Start of SELECTED EXCERPT
“The phrase “kindred spirit” evokes for women who grew up reading the stories of the adventures and misadventures of Anne Shirley Anne Shirley a young woman, an orphan, who desperately wants to have a shared relationship that is a true and lasting connection between people as deep as a connection of kin but as individually affirming as friendship.” At least that is what I said in the K entry in 2016’s A to Z.
This year K is being revisited as K terms which link to iconic Female elements in culture and for individual women. I am not terribly well informed about Hinduism having only formally studied the Bhagavad Gita in a ancient literature class in college. But in this post, written the same day the K entry is to be posted — argh, I am examining the Kindred Kali, which may (or may not, I don’t want to tout my abilities beyond what is reasonable) clear up some of the problems I have noticed in Western world friends’ interpretations of Kali who often view the deity Kali through a feminist lens.
I do not want to go over territory previously covered. However, I want to draw in the one aspect of the word kindred that is conceptually important for contemporary women; that of the kindred that is reflected in the title of the novel by Octavia Butler: Kindred. This work had some challenges that stemmed from being first published in the 1970 from feminist interpretations at a time when feminism was primarily a white woman’s tool. Womanist interpretations of identity are more inclusive of individually contradictory, but accepted, aspects of a culture reflected in individuals as a whole than feminism.
I hope to show the breadth of the concept of kindred by featuring two very distinct icons which reflect aspects of the concept.
Kindred spirits live in the domain of women. Kali is the fierce manifestation of the mother goddess.
End of SELECTED EXCERPT
Start of DATASET EXTRACT
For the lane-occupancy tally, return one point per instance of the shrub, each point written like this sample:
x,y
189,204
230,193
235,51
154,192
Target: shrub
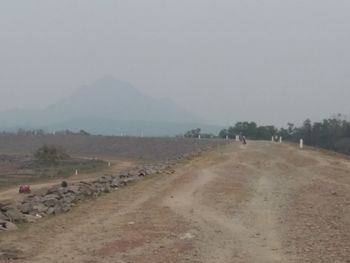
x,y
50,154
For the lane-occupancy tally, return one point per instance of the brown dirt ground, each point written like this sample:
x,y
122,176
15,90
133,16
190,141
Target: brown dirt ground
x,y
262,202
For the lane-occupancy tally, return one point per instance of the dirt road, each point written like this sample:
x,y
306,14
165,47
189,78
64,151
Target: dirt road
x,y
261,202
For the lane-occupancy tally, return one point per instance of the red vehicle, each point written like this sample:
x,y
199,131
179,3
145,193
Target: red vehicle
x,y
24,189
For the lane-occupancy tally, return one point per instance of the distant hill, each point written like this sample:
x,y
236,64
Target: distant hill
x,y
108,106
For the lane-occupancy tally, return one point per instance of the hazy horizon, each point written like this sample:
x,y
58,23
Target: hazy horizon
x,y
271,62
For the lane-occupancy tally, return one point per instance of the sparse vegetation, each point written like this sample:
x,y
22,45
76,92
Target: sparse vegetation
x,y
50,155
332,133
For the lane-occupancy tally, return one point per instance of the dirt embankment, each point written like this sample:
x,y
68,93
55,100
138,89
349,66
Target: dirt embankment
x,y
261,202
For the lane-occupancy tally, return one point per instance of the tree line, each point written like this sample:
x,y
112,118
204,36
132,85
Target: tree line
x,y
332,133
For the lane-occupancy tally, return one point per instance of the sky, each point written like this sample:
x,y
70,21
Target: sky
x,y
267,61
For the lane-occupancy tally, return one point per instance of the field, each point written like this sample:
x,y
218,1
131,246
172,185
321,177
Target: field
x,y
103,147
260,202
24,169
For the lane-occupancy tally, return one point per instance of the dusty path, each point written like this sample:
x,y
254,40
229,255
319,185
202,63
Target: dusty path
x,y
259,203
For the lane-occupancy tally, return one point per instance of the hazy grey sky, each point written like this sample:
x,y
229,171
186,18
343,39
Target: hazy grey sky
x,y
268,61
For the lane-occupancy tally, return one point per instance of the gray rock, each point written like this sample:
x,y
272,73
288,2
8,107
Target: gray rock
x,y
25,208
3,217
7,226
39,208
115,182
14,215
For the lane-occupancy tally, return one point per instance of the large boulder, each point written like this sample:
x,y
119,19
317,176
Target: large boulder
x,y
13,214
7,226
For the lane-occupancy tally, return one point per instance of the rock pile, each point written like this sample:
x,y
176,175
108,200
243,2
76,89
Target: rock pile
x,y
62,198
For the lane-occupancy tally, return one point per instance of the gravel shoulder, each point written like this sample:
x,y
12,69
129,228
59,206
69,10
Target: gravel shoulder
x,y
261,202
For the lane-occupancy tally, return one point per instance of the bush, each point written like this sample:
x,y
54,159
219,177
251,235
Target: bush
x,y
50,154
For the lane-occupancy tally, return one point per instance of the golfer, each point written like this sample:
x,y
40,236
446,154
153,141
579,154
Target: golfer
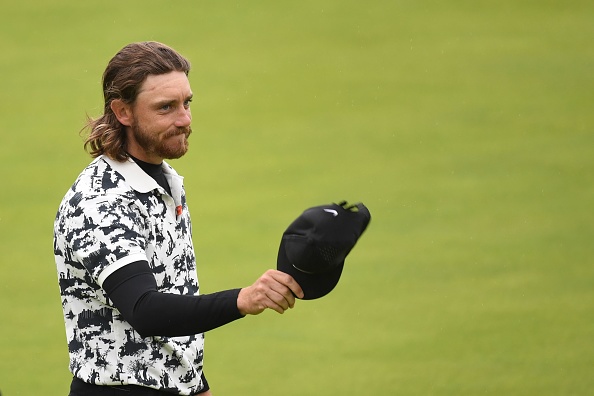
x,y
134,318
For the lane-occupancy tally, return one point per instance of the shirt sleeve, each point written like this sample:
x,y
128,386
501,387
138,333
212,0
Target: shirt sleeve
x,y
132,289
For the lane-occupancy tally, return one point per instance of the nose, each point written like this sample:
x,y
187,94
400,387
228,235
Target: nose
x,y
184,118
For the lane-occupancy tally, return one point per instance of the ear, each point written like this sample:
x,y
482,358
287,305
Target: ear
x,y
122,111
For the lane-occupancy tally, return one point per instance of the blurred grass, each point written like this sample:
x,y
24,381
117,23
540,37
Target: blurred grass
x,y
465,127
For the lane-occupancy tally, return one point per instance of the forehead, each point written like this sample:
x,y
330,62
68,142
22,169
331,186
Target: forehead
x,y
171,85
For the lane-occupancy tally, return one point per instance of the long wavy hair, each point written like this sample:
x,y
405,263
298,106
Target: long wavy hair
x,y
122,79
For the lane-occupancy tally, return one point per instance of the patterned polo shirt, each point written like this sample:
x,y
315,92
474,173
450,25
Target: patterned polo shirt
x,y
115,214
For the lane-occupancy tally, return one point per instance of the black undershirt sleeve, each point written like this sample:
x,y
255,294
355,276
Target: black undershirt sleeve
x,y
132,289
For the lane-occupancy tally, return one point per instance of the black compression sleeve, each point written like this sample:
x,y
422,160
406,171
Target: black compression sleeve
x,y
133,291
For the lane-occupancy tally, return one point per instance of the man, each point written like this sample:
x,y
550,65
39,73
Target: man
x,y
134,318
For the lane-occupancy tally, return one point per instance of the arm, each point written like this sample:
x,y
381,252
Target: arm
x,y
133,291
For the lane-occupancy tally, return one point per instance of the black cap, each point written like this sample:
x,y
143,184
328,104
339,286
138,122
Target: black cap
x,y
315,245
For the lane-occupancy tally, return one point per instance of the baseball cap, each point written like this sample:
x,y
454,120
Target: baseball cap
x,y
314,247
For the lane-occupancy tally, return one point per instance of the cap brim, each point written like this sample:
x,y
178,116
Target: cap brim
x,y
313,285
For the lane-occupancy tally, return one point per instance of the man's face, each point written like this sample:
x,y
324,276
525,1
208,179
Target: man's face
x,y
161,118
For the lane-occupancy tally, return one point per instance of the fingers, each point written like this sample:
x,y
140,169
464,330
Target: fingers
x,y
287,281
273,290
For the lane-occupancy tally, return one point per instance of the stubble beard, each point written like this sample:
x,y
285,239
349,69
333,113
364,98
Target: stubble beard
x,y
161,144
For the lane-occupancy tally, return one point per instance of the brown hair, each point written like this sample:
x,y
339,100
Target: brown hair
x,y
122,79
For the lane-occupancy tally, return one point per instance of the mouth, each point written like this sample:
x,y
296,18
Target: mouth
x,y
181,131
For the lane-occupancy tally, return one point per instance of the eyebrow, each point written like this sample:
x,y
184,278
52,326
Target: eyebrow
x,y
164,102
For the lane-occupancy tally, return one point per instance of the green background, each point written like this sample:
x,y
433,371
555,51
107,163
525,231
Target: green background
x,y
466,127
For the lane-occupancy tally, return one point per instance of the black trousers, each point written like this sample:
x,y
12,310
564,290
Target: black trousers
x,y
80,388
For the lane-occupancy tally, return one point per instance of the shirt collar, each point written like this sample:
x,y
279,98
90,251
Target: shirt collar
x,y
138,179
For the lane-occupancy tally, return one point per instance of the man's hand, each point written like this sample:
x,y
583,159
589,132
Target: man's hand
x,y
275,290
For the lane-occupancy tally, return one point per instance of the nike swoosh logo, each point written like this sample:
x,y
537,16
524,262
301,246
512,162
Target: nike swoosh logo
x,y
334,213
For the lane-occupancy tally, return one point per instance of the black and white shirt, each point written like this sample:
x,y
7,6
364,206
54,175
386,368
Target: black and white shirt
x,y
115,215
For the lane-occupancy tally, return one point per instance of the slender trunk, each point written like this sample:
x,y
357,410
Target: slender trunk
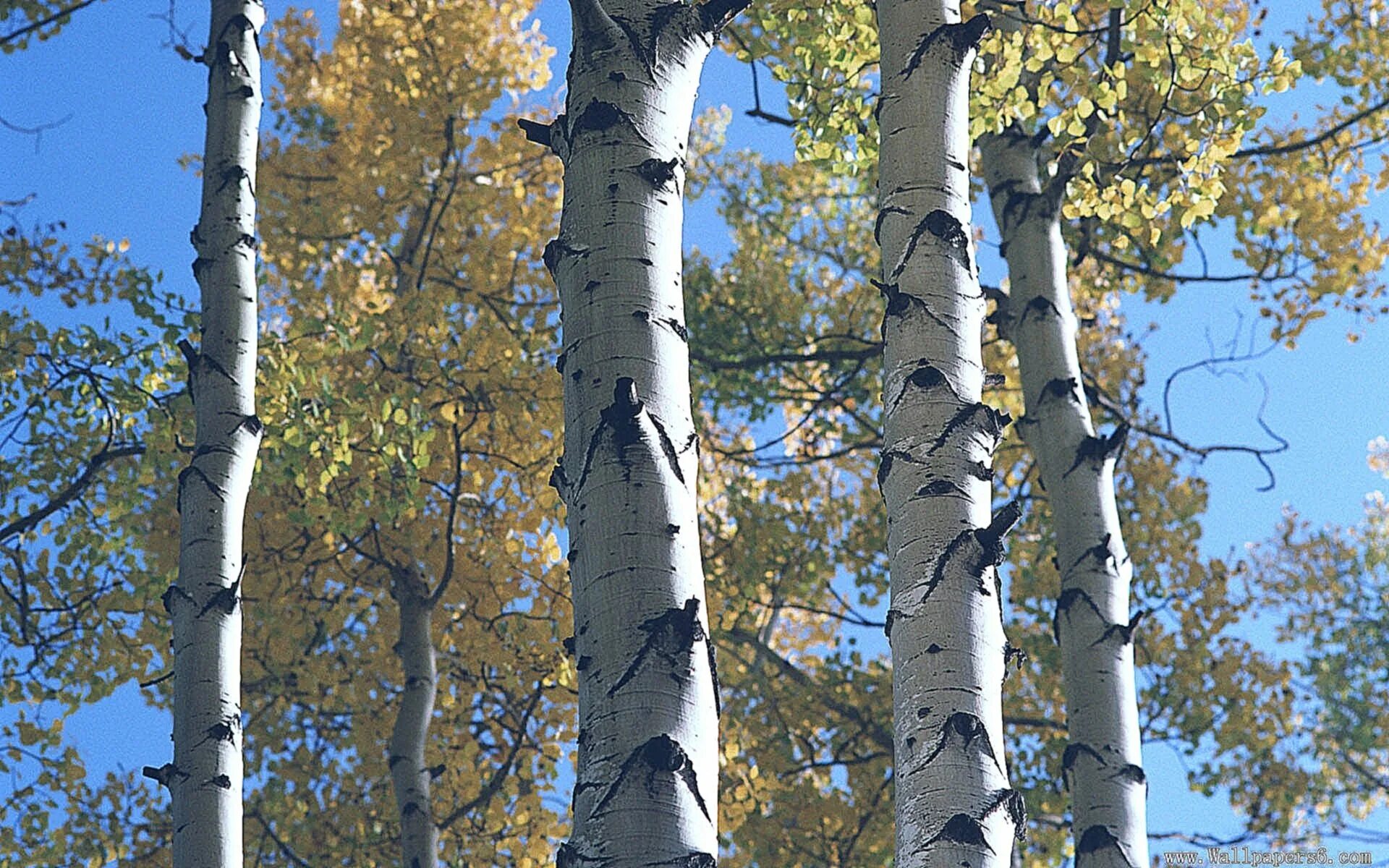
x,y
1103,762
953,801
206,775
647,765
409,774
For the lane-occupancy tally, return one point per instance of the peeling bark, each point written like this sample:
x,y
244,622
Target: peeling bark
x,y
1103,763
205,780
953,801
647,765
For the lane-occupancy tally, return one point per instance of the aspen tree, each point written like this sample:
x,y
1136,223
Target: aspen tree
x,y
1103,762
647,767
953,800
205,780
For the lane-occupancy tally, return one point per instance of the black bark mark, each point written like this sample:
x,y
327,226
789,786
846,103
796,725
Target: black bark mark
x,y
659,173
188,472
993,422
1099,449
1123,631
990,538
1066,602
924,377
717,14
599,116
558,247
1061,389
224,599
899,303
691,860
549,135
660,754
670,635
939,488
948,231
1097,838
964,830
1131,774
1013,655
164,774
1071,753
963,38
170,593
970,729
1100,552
End of DATASET EXTRACT
PROMPT 1: What does the post on kindred call Kali?
PROMPT 2: Which lines of the records contain the string "brown", with case counting? Select and copy each of them.
The text and the records come from separate sources.

TASK RESPONSE 1: The fierce manifestation of the mother goddess.

TASK RESPONSE 2:
For the lane-occupancy tally, return one point per instance of the brown dirt ground, each point written like this sample:
Target: brown dirt ground
For the lane-occupancy tally, return one point per instance of the brown hair, each point written like this sample:
Target: brown hair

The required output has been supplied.